Given information
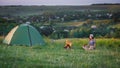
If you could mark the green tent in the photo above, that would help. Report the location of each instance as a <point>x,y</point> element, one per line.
<point>24,34</point>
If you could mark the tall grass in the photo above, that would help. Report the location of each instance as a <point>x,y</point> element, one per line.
<point>53,55</point>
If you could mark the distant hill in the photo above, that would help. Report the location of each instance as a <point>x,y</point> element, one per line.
<point>38,10</point>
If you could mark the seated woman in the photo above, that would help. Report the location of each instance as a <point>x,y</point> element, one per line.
<point>91,44</point>
<point>68,44</point>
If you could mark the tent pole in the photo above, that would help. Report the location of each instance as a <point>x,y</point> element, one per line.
<point>29,36</point>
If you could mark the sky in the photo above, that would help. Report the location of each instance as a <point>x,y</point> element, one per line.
<point>55,2</point>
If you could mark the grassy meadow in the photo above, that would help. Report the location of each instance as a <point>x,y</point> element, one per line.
<point>53,55</point>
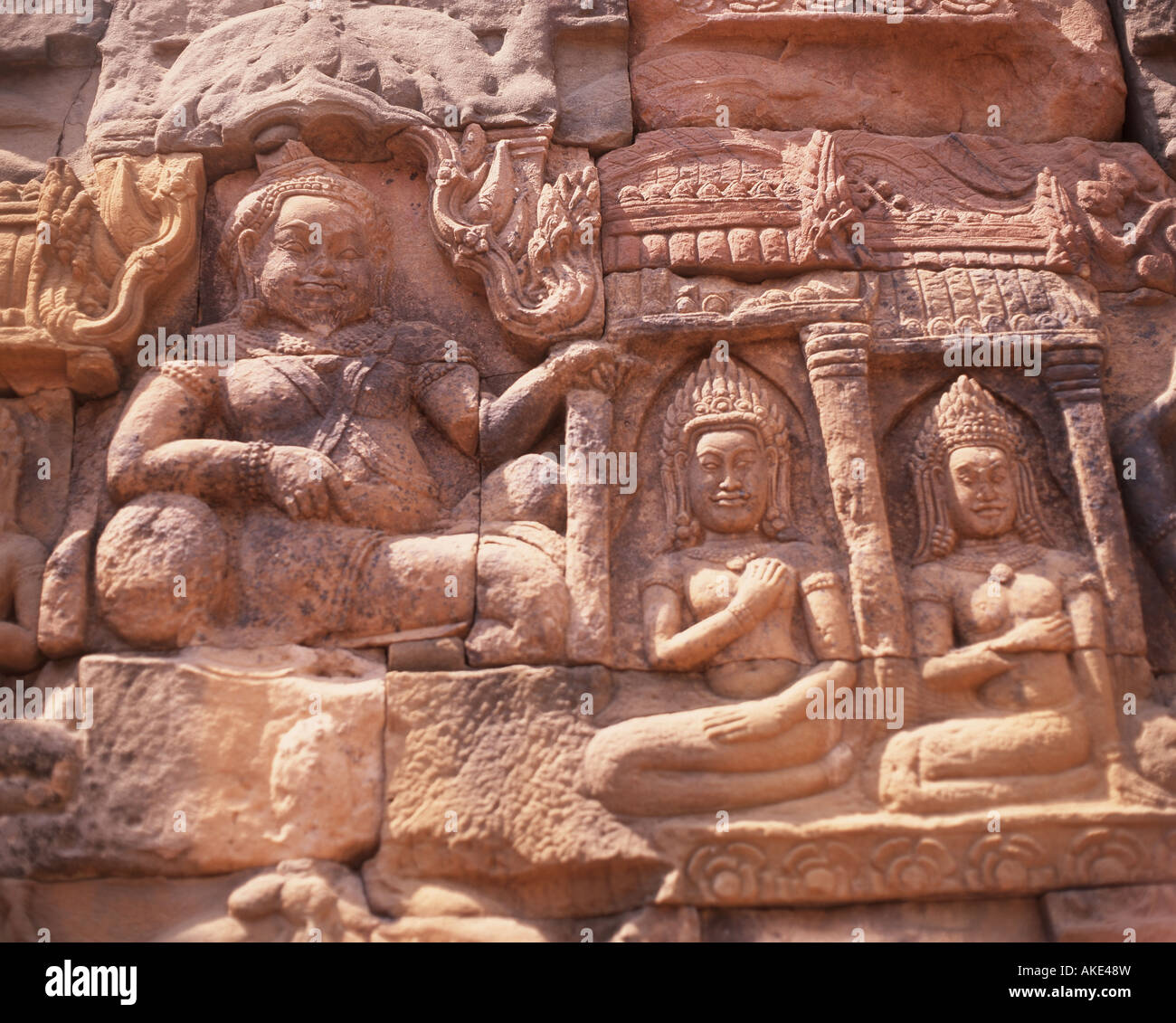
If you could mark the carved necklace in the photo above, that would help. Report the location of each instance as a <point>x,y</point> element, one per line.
<point>735,559</point>
<point>1002,561</point>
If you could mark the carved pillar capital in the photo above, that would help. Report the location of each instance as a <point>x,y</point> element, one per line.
<point>835,355</point>
<point>1073,374</point>
<point>1073,367</point>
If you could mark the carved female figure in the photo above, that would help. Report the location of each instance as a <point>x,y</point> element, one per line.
<point>1004,626</point>
<point>328,524</point>
<point>736,599</point>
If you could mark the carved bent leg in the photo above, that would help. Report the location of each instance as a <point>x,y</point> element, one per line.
<point>669,764</point>
<point>314,581</point>
<point>522,602</point>
<point>988,761</point>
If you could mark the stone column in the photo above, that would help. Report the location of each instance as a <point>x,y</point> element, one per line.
<point>1073,365</point>
<point>835,355</point>
<point>588,430</point>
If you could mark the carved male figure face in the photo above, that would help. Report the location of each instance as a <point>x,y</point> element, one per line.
<point>981,492</point>
<point>728,478</point>
<point>314,266</point>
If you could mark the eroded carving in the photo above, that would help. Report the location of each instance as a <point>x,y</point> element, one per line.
<point>1008,628</point>
<point>302,457</point>
<point>725,600</point>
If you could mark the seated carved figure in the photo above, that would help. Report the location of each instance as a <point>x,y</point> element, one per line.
<point>22,564</point>
<point>289,501</point>
<point>1006,627</point>
<point>736,599</point>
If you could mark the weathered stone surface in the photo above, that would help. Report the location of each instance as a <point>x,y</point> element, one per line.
<point>482,802</point>
<point>211,78</point>
<point>917,69</point>
<point>48,78</point>
<point>215,761</point>
<point>469,521</point>
<point>1003,920</point>
<point>1147,39</point>
<point>1143,913</point>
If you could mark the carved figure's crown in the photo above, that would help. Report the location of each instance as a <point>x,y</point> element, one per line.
<point>293,169</point>
<point>968,415</point>
<point>720,395</point>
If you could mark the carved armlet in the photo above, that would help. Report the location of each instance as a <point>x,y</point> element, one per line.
<point>251,465</point>
<point>820,580</point>
<point>200,386</point>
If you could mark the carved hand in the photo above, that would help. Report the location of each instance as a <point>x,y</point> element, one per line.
<point>742,724</point>
<point>760,587</point>
<point>1051,631</point>
<point>595,365</point>
<point>305,483</point>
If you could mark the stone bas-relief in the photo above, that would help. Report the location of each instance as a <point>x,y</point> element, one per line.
<point>724,600</point>
<point>998,614</point>
<point>698,534</point>
<point>308,439</point>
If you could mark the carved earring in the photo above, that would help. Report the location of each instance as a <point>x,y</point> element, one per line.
<point>775,521</point>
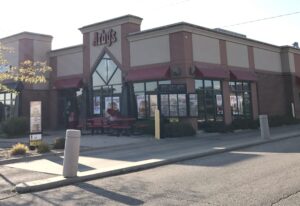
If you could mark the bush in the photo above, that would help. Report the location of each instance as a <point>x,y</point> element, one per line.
<point>19,149</point>
<point>15,126</point>
<point>43,148</point>
<point>59,143</point>
<point>215,127</point>
<point>178,129</point>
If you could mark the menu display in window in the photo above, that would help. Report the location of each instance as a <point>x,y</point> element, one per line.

Direction
Lay out the records from the line that contains "If you could mark the carved hand" through the line that contains "<point>775,521</point>" as a two-column CSV headed input,output. Give one row per record, with its text and its answer each in a single quoted field and line breaks turned into spaces.

Full output
input,output
"If you could mark the carved hand in the photo above, that would help. Report the location of each instance as a <point>x,y</point> element, one per line.","<point>742,724</point> <point>760,587</point> <point>1051,631</point> <point>595,365</point> <point>305,483</point>"
"If you could mark the stone bas-relief in the photo above, that would help. Report the location of each instance as a <point>x,y</point> element, one per line.","<point>724,600</point> <point>998,614</point> <point>698,534</point> <point>308,439</point>"
"If you could mark the carved earring in the photo above, that would help. Report the location of each instance as a <point>x,y</point> element, one per line.","<point>775,521</point>"